_Material_
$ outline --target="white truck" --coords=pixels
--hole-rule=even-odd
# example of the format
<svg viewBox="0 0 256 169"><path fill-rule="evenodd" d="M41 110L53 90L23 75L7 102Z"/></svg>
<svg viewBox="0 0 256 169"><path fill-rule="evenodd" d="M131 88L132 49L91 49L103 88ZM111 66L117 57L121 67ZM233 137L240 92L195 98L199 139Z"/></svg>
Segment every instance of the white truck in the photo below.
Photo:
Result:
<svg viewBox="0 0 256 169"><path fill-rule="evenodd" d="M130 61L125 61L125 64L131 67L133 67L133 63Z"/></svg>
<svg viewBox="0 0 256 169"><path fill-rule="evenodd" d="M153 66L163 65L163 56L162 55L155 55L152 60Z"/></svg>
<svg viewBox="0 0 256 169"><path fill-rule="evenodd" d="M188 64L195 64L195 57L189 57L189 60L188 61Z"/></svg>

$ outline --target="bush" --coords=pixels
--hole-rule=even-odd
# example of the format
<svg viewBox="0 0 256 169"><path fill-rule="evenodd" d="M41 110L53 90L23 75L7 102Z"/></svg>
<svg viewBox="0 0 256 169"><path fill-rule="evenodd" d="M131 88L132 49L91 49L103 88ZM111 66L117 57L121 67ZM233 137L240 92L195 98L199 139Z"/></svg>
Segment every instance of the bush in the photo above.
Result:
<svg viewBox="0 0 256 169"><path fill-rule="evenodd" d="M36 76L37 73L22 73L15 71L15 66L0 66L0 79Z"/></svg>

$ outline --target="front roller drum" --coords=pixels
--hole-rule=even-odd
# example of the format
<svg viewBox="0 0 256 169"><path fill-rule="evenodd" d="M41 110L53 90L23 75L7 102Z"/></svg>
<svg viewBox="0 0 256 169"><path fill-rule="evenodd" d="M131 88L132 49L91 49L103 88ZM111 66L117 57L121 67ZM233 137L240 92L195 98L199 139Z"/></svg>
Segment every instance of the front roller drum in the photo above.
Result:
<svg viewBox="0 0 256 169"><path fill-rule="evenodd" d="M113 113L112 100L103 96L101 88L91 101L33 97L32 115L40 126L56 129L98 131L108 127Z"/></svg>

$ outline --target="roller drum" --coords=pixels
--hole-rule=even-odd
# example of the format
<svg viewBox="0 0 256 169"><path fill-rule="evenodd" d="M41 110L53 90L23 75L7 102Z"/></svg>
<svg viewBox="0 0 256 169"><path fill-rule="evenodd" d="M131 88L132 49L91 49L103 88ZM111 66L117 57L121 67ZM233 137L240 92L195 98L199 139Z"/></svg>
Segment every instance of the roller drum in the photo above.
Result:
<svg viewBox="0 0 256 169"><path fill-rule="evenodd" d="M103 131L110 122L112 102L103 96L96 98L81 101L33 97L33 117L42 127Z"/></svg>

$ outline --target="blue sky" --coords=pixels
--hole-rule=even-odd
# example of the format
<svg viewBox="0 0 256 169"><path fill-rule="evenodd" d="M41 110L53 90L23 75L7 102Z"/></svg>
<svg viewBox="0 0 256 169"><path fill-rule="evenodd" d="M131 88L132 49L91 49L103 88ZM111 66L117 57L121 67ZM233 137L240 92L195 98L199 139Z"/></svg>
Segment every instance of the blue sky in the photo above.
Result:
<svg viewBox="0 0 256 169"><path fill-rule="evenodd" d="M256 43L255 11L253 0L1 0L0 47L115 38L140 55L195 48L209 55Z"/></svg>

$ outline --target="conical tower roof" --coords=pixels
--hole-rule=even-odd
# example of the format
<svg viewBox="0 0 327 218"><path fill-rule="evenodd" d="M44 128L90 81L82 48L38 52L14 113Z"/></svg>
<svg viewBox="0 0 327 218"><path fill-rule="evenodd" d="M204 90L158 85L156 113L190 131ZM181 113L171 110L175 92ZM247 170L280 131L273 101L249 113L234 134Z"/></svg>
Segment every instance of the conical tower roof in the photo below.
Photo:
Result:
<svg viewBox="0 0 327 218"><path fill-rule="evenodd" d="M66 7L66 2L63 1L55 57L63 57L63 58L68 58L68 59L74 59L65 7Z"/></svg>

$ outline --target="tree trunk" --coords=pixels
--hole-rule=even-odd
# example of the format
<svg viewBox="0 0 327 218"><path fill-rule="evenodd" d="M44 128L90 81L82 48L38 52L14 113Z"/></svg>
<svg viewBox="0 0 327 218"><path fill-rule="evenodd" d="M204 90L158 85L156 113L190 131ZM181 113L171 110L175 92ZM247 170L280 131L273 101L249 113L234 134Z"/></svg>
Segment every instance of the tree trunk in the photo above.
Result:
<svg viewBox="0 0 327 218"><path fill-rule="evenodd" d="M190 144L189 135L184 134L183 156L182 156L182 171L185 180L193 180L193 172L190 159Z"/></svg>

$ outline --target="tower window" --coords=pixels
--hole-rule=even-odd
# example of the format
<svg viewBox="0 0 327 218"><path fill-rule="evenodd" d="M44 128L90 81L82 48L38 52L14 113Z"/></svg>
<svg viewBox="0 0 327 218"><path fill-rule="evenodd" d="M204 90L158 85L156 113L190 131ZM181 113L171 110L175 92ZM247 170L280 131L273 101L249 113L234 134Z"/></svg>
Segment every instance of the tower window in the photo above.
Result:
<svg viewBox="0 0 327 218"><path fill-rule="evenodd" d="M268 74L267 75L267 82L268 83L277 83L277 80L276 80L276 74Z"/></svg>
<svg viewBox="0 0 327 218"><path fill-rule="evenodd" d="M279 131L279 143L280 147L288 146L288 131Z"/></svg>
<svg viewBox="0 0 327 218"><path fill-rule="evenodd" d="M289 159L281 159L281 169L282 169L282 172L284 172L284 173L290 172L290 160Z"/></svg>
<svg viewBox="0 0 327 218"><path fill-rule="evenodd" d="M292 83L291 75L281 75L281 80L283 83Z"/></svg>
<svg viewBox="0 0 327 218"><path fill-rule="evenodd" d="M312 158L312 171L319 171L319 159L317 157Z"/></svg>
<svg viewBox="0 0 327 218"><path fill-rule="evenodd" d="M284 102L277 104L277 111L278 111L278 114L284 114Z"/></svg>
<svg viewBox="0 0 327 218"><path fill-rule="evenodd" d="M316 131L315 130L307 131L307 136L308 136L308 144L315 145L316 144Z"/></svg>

_What needs to be done_
Copy the material above, line for line.

_Problem solution_
$ outline --target="white truck" --coords=pixels
--hole-rule=even-odd
# example of the format
<svg viewBox="0 0 256 169"><path fill-rule="evenodd" d="M41 110L53 90L23 75L7 102Z"/></svg>
<svg viewBox="0 0 256 169"><path fill-rule="evenodd" d="M131 88L132 49L91 49L103 88ZM111 66L117 57L121 67ZM233 137L240 92L195 98L199 139Z"/></svg>
Segment every instance of the white truck in the photo below.
Photo:
Result:
<svg viewBox="0 0 256 169"><path fill-rule="evenodd" d="M130 61L125 61L125 64L131 67L133 67L133 63Z"/></svg>
<svg viewBox="0 0 256 169"><path fill-rule="evenodd" d="M153 66L163 65L163 56L162 55L155 55L152 60Z"/></svg>
<svg viewBox="0 0 256 169"><path fill-rule="evenodd" d="M188 64L195 64L195 57L189 57L189 60L188 61Z"/></svg>

$ outline --target="bush" --coords=pixels
--hole-rule=even-odd
# example of the format
<svg viewBox="0 0 256 169"><path fill-rule="evenodd" d="M41 110L53 90L23 75L7 102Z"/></svg>
<svg viewBox="0 0 256 169"><path fill-rule="evenodd" d="M131 88L132 49L91 49L103 88ZM111 66L117 57L121 67ZM233 137L240 92L195 98L199 139Z"/></svg>
Segment every instance of the bush in the photo above.
Result:
<svg viewBox="0 0 256 169"><path fill-rule="evenodd" d="M36 76L37 73L22 73L15 71L15 66L0 66L0 79Z"/></svg>

$ outline --target="front roller drum" --coords=pixels
--hole-rule=even-odd
# example of the format
<svg viewBox="0 0 256 169"><path fill-rule="evenodd" d="M41 110L53 90L23 75L7 102Z"/></svg>
<svg viewBox="0 0 256 169"><path fill-rule="evenodd" d="M131 88L132 49L91 49L103 88ZM111 66L117 57L121 67ZM233 137L240 92L195 98L199 139Z"/></svg>
Segment every instance of the front roller drum in the photo above.
Result:
<svg viewBox="0 0 256 169"><path fill-rule="evenodd" d="M113 113L112 100L103 96L101 88L91 101L33 97L32 115L40 126L56 129L98 131L108 127Z"/></svg>

$ outline --target="roller drum" --coords=pixels
--hole-rule=even-odd
# example of the format
<svg viewBox="0 0 256 169"><path fill-rule="evenodd" d="M41 110L53 90L23 75L7 102Z"/></svg>
<svg viewBox="0 0 256 169"><path fill-rule="evenodd" d="M131 88L132 49L91 49L103 88ZM111 66L117 57L121 67ZM233 137L240 92L195 98L199 139Z"/></svg>
Segment every instance of the roller drum in the photo above.
Result:
<svg viewBox="0 0 256 169"><path fill-rule="evenodd" d="M103 131L110 122L112 102L103 96L96 98L81 101L33 97L33 117L42 127Z"/></svg>

$ outline --target="blue sky" --coords=pixels
--hole-rule=even-odd
# example of the format
<svg viewBox="0 0 256 169"><path fill-rule="evenodd" d="M41 110L53 90L23 75L7 102Z"/></svg>
<svg viewBox="0 0 256 169"><path fill-rule="evenodd" d="M131 88L132 49L91 49L103 88ZM111 66L117 57L121 67ZM233 137L240 92L195 98L199 139Z"/></svg>
Segment every instance of the blue sky in the photo above.
Result:
<svg viewBox="0 0 256 169"><path fill-rule="evenodd" d="M256 43L255 11L253 0L1 0L0 47L115 38L140 55L195 48L209 55Z"/></svg>

$ outline --target="conical tower roof" --coords=pixels
--hole-rule=even-odd
# example of the format
<svg viewBox="0 0 327 218"><path fill-rule="evenodd" d="M44 128L90 81L82 48L38 52L14 113Z"/></svg>
<svg viewBox="0 0 327 218"><path fill-rule="evenodd" d="M204 90L158 85L156 113L190 131ZM181 113L171 110L175 92ZM247 170L280 131L273 101L249 113L234 134Z"/></svg>
Segment every instance of the conical tower roof in the photo below.
Photo:
Result:
<svg viewBox="0 0 327 218"><path fill-rule="evenodd" d="M66 7L66 2L63 1L55 57L63 57L63 58L68 58L68 59L74 59L65 7Z"/></svg>

$ outline --target="tree trunk" --coords=pixels
--hole-rule=even-odd
# example of the format
<svg viewBox="0 0 327 218"><path fill-rule="evenodd" d="M44 128L90 81L82 48L38 52L14 113Z"/></svg>
<svg viewBox="0 0 327 218"><path fill-rule="evenodd" d="M204 90L158 85L156 113L190 131ZM181 113L171 110L175 92ZM247 170L280 131L273 101L249 113L234 134Z"/></svg>
Segment every instance of the tree trunk in the photo above.
Result:
<svg viewBox="0 0 327 218"><path fill-rule="evenodd" d="M190 144L189 135L184 134L183 156L182 156L182 171L185 180L193 180L193 172L190 159Z"/></svg>

$ outline --target="tower window" --coords=pixels
--hole-rule=even-odd
# example of the format
<svg viewBox="0 0 327 218"><path fill-rule="evenodd" d="M44 128L90 81L82 48L38 52L14 113Z"/></svg>
<svg viewBox="0 0 327 218"><path fill-rule="evenodd" d="M204 90L158 85L156 113L190 131ZM181 113L171 110L175 92ZM247 170L280 131L273 101L249 113L234 134Z"/></svg>
Segment every instance of the tower window in the photo above.
Result:
<svg viewBox="0 0 327 218"><path fill-rule="evenodd" d="M268 74L267 75L267 82L268 83L277 83L277 80L276 80L276 74Z"/></svg>
<svg viewBox="0 0 327 218"><path fill-rule="evenodd" d="M279 131L279 143L280 147L288 146L288 131Z"/></svg>
<svg viewBox="0 0 327 218"><path fill-rule="evenodd" d="M289 159L281 159L281 169L282 169L282 172L284 172L284 173L290 172L290 160Z"/></svg>
<svg viewBox="0 0 327 218"><path fill-rule="evenodd" d="M292 83L291 75L281 75L281 80L283 83Z"/></svg>
<svg viewBox="0 0 327 218"><path fill-rule="evenodd" d="M312 158L312 171L319 171L319 159L317 157Z"/></svg>
<svg viewBox="0 0 327 218"><path fill-rule="evenodd" d="M284 102L277 104L277 111L278 111L278 114L284 114Z"/></svg>
<svg viewBox="0 0 327 218"><path fill-rule="evenodd" d="M316 131L315 130L307 131L307 136L308 136L308 144L315 145L316 144Z"/></svg>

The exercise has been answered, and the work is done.